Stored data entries
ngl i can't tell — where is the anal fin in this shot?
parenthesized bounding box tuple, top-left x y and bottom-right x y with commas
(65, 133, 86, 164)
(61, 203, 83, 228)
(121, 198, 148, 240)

● **What you need to do**:
Set down the entries again, exactly as they stand above.

● **Answer for the task**:
ngl i can't tell — where is the anal fin in this shot?
parenthesized bounding box tuple, top-left x y and bottom-right x y with commas
(65, 133, 86, 164)
(61, 203, 83, 228)
(121, 198, 148, 240)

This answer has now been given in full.